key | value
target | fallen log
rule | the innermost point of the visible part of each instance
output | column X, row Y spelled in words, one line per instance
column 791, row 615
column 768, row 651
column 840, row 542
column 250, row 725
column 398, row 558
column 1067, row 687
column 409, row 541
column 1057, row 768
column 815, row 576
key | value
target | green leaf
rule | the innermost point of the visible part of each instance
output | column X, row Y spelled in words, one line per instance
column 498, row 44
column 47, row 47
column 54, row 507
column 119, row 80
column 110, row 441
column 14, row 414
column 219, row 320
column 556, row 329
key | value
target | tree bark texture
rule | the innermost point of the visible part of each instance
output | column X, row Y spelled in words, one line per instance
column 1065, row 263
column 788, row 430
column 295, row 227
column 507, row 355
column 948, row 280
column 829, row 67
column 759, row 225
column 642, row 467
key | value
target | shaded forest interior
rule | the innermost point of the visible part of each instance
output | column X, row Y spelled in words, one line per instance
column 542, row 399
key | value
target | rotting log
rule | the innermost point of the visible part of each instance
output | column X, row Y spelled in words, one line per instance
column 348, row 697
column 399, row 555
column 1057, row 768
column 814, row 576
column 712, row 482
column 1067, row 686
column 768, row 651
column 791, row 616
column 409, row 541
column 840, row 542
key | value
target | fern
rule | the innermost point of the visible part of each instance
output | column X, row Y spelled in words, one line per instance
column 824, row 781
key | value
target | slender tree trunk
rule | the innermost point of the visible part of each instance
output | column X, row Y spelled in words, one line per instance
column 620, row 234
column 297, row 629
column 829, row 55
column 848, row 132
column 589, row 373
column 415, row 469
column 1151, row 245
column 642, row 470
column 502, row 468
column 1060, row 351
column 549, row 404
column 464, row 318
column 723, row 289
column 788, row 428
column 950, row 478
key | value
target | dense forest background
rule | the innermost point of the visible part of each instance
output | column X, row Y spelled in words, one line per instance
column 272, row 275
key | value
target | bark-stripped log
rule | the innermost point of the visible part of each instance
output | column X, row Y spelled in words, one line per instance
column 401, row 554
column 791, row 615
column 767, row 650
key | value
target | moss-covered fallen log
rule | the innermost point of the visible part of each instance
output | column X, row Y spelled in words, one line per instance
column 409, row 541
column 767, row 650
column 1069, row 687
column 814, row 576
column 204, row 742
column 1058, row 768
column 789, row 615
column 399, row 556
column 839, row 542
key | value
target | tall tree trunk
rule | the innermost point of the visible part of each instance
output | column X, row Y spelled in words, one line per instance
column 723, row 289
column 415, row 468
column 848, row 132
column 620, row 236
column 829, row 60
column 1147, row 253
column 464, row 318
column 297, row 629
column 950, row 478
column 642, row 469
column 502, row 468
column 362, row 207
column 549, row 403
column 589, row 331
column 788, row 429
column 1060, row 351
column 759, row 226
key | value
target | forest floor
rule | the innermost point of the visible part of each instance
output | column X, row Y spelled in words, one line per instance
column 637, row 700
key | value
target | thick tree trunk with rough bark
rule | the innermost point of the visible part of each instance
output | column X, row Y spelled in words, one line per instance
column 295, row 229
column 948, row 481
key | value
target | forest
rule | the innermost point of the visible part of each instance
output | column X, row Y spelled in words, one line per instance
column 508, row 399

= = = = =

● **PROBLEM REQUIREMENTS**: In your reply, restate every entry exactly.

● **RESPONSE BOX**:
key | value
target | fallen log
rule | the innermost point of the visible part of each instance
output | column X, row Y spelled in words, one line per instance
column 791, row 615
column 768, row 651
column 840, row 542
column 250, row 725
column 398, row 558
column 1067, row 687
column 409, row 541
column 1057, row 768
column 815, row 576
key | value
target | green leaf
rule | the innermost point of the visible part of each instance
output | column X, row Y spelled in words, one line per instance
column 498, row 44
column 47, row 47
column 54, row 507
column 119, row 80
column 110, row 441
column 14, row 414
column 219, row 320
column 556, row 329
key | value
target | tree bark texture
rule | the innermost point of the visible part of each instance
output | column X, row Y spelled in words, one line per instance
column 1065, row 263
column 788, row 430
column 295, row 227
column 507, row 355
column 948, row 280
column 829, row 67
column 759, row 225
column 642, row 467
key | value
target | shaded forest interior
rule | the innermost point of the visible part of each instance
output | column X, row Y spelled in words, one line per instance
column 542, row 399
key | value
target | rotting log
rule | the innermost point of the visible part of each instance
output | column X, row Y spelled in words, one line per instance
column 348, row 697
column 399, row 555
column 1057, row 768
column 814, row 576
column 712, row 482
column 1067, row 686
column 768, row 651
column 791, row 616
column 409, row 541
column 840, row 542
key | value
target | fern
rule | the innermost point of the visible part of each instance
output | column X, row Y spelled in words, one line per instance
column 824, row 781
key | value
target | slender tree trunk
rule | the innermost point of the visible part of each instance
output | column X, row Y spelled in words, one line per instance
column 620, row 234
column 297, row 629
column 829, row 55
column 848, row 132
column 589, row 373
column 415, row 469
column 1151, row 245
column 642, row 470
column 502, row 468
column 1060, row 351
column 549, row 404
column 464, row 318
column 723, row 289
column 788, row 428
column 950, row 478
key | value
target | dense forest background
rule | the innermost point of the visible part of each instance
output | column X, row Y spelled in words, one line per instance
column 272, row 275
key | value
target | bark-stripped log
rule | the innermost point of the visible part of each instance
output | column X, row Y spelled in words, one line per instance
column 401, row 554
column 791, row 615
column 767, row 650
key | value
target | moss-covered fallen log
rule | the innermost point of the visible part of each instance
output | column X, row Y spelled in words, one line per instance
column 409, row 541
column 767, row 650
column 1069, row 687
column 814, row 576
column 204, row 742
column 1058, row 768
column 789, row 615
column 399, row 556
column 839, row 542
key | value
target | tall tree trunk
rule | the innermost point of the visible part of each instance
output | column X, row Y spelled in words, one line per instance
column 723, row 289
column 415, row 468
column 848, row 132
column 620, row 236
column 829, row 60
column 1147, row 253
column 464, row 318
column 297, row 629
column 950, row 478
column 642, row 469
column 502, row 468
column 362, row 207
column 549, row 403
column 589, row 331
column 788, row 429
column 1060, row 351
column 759, row 226
key | value
target | forest floor
rule | the innermost point of the visible part of each instance
output | column X, row Y spelled in words, one line per instance
column 637, row 700
key | value
target | thick tree trunk with rough bark
rule | the innermost point of the visible part of each instance
output | column X, row Y spelled in words, one line per instance
column 295, row 229
column 948, row 481
key | value
target | forest
rule | the innermost point of the visible part of each instance
output | column X, row Y spelled in words, one line per instance
column 508, row 399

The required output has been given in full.